--- start Excerpted records ---

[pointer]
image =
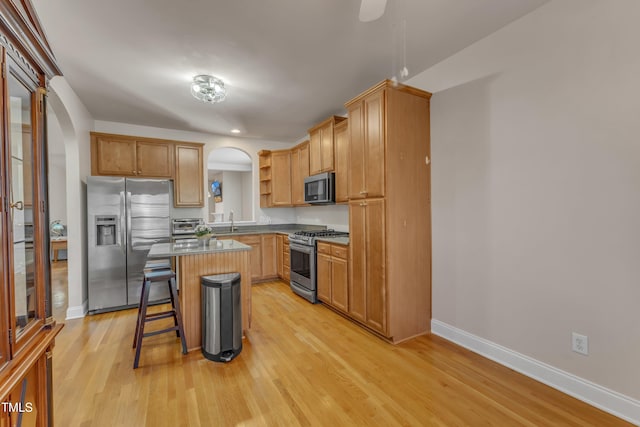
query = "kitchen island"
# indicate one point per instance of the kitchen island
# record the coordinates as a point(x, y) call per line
point(193, 262)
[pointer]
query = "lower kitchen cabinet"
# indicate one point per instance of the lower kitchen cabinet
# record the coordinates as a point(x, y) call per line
point(332, 275)
point(279, 254)
point(256, 254)
point(264, 265)
point(269, 259)
point(282, 252)
point(367, 286)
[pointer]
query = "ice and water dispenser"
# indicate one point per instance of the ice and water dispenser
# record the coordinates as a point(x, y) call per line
point(106, 230)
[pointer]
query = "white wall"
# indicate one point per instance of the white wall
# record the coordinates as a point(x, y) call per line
point(75, 123)
point(56, 169)
point(247, 196)
point(536, 189)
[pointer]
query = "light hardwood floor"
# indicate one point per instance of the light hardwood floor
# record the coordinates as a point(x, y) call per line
point(301, 364)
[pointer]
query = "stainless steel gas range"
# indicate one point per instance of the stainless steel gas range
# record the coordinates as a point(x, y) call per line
point(302, 251)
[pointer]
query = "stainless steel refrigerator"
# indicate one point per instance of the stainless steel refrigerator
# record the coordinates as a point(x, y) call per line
point(125, 216)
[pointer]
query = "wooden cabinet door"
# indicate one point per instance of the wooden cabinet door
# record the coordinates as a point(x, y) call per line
point(356, 169)
point(374, 145)
point(189, 179)
point(269, 257)
point(155, 160)
point(297, 191)
point(326, 147)
point(357, 258)
point(304, 164)
point(286, 263)
point(299, 171)
point(323, 275)
point(281, 178)
point(115, 157)
point(339, 284)
point(280, 254)
point(376, 312)
point(255, 242)
point(341, 160)
point(315, 152)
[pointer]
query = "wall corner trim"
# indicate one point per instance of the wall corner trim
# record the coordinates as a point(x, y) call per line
point(608, 400)
point(78, 311)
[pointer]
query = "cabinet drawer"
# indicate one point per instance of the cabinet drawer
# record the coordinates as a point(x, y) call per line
point(248, 239)
point(324, 248)
point(339, 251)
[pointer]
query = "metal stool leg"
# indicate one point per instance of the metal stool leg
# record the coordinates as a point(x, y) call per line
point(140, 317)
point(146, 287)
point(178, 314)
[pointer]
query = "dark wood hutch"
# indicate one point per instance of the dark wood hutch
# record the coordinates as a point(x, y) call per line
point(27, 328)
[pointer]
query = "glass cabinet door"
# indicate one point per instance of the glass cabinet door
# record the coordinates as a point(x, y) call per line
point(22, 216)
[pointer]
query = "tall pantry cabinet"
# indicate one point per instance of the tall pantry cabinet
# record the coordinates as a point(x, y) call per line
point(27, 328)
point(390, 210)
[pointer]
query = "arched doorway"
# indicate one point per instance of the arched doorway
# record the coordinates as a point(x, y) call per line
point(230, 185)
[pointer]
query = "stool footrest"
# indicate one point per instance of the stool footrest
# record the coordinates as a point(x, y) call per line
point(161, 331)
point(158, 316)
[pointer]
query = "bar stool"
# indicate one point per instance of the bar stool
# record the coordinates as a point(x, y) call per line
point(152, 276)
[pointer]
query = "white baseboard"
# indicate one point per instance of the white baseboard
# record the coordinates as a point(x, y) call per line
point(608, 400)
point(78, 311)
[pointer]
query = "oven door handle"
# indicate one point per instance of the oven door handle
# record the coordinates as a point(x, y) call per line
point(301, 248)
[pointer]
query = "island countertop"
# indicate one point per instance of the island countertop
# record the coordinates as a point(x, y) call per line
point(163, 250)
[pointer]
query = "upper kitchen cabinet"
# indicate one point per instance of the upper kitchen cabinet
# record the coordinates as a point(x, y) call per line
point(275, 177)
point(27, 326)
point(321, 145)
point(189, 176)
point(264, 162)
point(281, 178)
point(367, 145)
point(139, 157)
point(341, 136)
point(390, 210)
point(299, 171)
point(120, 155)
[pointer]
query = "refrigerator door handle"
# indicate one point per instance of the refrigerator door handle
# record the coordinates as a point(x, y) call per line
point(121, 235)
point(129, 239)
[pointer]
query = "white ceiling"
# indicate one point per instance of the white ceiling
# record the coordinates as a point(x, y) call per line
point(288, 64)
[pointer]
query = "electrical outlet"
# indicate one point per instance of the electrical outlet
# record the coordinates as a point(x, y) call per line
point(580, 343)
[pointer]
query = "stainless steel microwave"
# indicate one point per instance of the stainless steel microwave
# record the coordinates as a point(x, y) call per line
point(320, 189)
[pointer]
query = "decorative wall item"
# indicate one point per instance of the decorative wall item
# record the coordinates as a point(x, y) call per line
point(216, 190)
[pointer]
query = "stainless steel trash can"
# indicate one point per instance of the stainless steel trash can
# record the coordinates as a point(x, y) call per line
point(221, 317)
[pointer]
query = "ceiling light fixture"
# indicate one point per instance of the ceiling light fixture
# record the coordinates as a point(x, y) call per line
point(208, 89)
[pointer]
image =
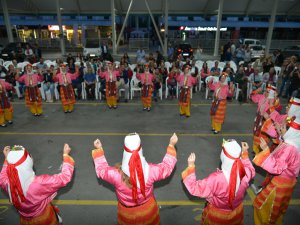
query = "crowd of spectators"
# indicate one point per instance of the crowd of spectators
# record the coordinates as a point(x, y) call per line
point(243, 73)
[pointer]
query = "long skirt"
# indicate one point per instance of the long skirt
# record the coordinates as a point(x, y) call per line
point(214, 216)
point(33, 96)
point(48, 217)
point(67, 95)
point(219, 116)
point(146, 214)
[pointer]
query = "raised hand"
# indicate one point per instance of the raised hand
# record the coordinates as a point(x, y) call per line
point(173, 139)
point(245, 146)
point(67, 149)
point(192, 159)
point(6, 150)
point(263, 144)
point(97, 144)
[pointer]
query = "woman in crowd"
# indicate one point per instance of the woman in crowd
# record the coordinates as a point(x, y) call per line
point(111, 92)
point(186, 83)
point(67, 94)
point(218, 108)
point(33, 97)
point(283, 164)
point(147, 79)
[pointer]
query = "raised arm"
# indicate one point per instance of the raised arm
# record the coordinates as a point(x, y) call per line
point(256, 96)
point(3, 174)
point(200, 188)
point(103, 170)
point(164, 169)
point(49, 184)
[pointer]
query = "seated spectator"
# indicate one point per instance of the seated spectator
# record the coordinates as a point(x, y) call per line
point(295, 81)
point(247, 56)
point(10, 78)
point(49, 83)
point(140, 56)
point(76, 83)
point(172, 82)
point(215, 71)
point(163, 71)
point(256, 79)
point(248, 70)
point(205, 72)
point(270, 77)
point(90, 83)
point(124, 79)
point(41, 65)
point(28, 52)
point(242, 81)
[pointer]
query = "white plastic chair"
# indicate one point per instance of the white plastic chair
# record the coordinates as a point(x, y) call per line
point(6, 64)
point(178, 90)
point(134, 86)
point(237, 91)
point(233, 66)
point(207, 80)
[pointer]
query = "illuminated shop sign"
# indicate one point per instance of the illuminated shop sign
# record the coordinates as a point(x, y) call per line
point(55, 27)
point(202, 28)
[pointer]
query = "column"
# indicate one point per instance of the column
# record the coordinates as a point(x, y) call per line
point(217, 40)
point(7, 21)
point(61, 36)
point(113, 21)
point(271, 27)
point(166, 28)
point(75, 34)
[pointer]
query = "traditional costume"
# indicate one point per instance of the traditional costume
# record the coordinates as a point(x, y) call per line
point(224, 189)
point(146, 79)
point(265, 104)
point(292, 110)
point(218, 108)
point(111, 91)
point(33, 97)
point(134, 181)
point(283, 164)
point(31, 195)
point(65, 87)
point(6, 109)
point(186, 83)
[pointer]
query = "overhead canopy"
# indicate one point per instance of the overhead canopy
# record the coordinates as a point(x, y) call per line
point(176, 7)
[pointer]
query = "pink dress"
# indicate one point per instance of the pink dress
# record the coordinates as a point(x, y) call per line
point(105, 75)
point(43, 188)
point(157, 172)
point(69, 77)
point(191, 81)
point(221, 92)
point(142, 78)
point(215, 187)
point(36, 78)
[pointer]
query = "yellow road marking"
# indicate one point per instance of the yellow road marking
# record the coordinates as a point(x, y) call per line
point(122, 134)
point(132, 104)
point(112, 202)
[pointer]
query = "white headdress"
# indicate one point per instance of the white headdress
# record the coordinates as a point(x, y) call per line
point(134, 164)
point(20, 174)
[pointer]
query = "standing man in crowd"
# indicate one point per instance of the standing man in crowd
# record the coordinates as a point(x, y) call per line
point(33, 97)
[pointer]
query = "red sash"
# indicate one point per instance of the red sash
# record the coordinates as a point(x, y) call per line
point(68, 91)
point(183, 94)
point(145, 90)
point(112, 88)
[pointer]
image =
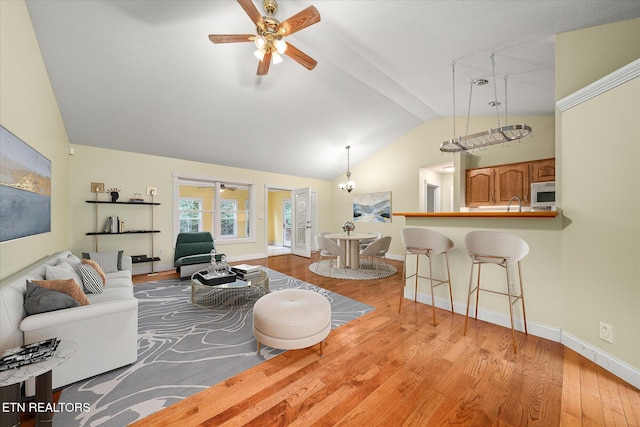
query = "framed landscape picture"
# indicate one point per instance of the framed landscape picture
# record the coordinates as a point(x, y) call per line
point(372, 207)
point(25, 189)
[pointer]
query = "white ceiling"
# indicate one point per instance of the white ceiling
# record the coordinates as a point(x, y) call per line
point(142, 76)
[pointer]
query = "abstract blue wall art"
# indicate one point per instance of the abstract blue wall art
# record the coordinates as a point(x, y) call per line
point(25, 189)
point(372, 207)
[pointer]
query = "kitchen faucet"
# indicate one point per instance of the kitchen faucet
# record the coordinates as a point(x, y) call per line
point(519, 203)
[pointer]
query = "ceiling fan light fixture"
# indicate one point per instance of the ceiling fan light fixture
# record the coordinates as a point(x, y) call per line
point(260, 42)
point(275, 56)
point(259, 53)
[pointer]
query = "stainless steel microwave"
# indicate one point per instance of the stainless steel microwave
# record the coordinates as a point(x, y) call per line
point(543, 194)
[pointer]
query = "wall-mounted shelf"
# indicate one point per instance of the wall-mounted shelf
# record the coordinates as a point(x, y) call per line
point(122, 203)
point(102, 233)
point(150, 259)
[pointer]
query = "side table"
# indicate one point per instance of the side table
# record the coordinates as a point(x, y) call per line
point(10, 386)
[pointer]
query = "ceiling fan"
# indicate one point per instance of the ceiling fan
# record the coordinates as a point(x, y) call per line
point(270, 34)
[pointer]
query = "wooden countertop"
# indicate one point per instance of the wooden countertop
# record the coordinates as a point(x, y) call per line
point(477, 214)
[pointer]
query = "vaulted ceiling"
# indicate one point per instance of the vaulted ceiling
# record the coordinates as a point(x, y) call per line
point(142, 76)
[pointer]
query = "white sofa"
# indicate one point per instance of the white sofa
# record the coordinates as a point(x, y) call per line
point(105, 331)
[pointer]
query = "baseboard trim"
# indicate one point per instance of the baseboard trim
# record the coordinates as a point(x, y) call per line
point(617, 367)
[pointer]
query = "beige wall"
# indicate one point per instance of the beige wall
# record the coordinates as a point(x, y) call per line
point(133, 173)
point(584, 56)
point(29, 110)
point(601, 201)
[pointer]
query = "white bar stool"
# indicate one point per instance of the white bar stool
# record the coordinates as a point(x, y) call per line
point(422, 241)
point(505, 250)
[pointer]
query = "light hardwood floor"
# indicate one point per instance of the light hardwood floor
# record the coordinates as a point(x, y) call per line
point(390, 369)
point(393, 369)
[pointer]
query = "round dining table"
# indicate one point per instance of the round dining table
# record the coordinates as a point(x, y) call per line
point(350, 243)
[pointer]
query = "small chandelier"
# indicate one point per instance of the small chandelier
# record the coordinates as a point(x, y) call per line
point(349, 185)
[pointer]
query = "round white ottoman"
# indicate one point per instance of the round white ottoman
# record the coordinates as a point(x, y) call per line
point(291, 319)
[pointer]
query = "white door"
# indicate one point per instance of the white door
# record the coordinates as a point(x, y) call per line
point(286, 223)
point(301, 220)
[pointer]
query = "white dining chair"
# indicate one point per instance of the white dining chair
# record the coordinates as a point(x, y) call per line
point(375, 235)
point(506, 251)
point(327, 248)
point(377, 249)
point(422, 241)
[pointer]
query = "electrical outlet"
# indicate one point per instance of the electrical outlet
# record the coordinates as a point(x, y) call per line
point(606, 332)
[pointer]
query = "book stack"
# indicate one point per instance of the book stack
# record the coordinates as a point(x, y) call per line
point(28, 354)
point(113, 225)
point(246, 272)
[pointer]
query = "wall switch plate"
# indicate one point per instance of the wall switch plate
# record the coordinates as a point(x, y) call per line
point(606, 332)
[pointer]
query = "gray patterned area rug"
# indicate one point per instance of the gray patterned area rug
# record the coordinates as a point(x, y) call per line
point(367, 270)
point(182, 349)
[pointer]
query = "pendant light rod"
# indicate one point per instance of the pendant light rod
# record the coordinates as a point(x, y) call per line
point(499, 135)
point(349, 185)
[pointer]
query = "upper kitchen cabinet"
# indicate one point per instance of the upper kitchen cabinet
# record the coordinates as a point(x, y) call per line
point(512, 181)
point(480, 187)
point(496, 185)
point(543, 170)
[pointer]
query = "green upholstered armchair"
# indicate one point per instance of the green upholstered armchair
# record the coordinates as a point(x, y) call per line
point(193, 252)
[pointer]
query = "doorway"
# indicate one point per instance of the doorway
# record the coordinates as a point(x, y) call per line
point(278, 217)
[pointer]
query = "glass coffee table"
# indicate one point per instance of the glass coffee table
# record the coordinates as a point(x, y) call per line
point(229, 296)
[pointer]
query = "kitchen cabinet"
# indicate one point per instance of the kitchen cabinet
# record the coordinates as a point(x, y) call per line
point(496, 185)
point(512, 180)
point(481, 187)
point(543, 170)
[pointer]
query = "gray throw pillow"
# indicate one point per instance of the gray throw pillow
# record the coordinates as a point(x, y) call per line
point(41, 300)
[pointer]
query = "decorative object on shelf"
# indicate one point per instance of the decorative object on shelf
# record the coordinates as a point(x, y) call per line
point(348, 226)
point(349, 185)
point(115, 194)
point(270, 33)
point(499, 135)
point(97, 187)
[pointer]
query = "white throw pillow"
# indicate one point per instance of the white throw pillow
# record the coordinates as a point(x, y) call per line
point(62, 271)
point(110, 262)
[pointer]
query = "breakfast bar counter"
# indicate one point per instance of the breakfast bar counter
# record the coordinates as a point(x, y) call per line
point(479, 214)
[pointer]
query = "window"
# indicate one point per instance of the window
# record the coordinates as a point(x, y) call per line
point(203, 204)
point(228, 218)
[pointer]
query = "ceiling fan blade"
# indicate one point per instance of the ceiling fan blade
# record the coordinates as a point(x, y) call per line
point(252, 11)
point(300, 57)
point(263, 66)
point(299, 21)
point(231, 38)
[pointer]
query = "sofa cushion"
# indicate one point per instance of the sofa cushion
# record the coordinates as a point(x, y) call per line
point(97, 268)
point(111, 294)
point(108, 261)
point(68, 286)
point(62, 271)
point(91, 279)
point(42, 300)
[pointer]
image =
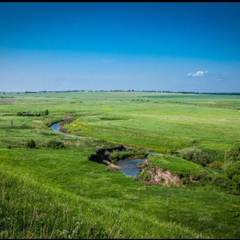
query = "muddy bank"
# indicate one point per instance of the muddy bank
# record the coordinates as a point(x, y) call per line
point(151, 174)
point(104, 154)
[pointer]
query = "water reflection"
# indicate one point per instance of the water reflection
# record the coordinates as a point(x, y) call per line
point(130, 167)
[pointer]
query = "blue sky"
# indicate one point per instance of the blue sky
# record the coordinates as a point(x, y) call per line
point(120, 46)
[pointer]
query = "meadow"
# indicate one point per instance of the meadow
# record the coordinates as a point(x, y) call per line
point(49, 192)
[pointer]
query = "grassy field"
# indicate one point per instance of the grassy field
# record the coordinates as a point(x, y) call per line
point(59, 193)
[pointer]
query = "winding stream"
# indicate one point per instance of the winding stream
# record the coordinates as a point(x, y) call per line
point(56, 127)
point(129, 167)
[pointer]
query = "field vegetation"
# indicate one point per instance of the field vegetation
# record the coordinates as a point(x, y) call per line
point(50, 188)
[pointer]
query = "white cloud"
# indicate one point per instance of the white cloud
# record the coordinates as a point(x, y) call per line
point(197, 74)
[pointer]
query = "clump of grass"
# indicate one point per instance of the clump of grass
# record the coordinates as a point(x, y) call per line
point(55, 144)
point(127, 154)
point(196, 155)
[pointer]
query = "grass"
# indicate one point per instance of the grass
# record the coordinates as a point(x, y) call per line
point(59, 193)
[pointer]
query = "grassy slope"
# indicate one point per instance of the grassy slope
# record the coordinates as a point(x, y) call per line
point(152, 124)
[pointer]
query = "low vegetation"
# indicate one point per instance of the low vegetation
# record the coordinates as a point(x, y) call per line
point(50, 189)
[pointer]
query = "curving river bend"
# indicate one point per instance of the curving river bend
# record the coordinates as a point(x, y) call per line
point(129, 167)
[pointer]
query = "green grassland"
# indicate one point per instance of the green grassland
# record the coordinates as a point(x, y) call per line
point(59, 193)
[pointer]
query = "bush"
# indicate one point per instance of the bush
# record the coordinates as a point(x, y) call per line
point(119, 155)
point(196, 155)
point(233, 154)
point(31, 144)
point(55, 144)
point(233, 169)
point(216, 165)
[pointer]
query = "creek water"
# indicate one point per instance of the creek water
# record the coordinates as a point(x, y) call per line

--- end Excerpted records ---

> **Task requirements**: Report each line of the material above that contains the string "illuminated", copying every such line in full.

> **Answer for the task**:
query = "illuminated shop sign"
# indicate one point per instance of the illuminated shop sign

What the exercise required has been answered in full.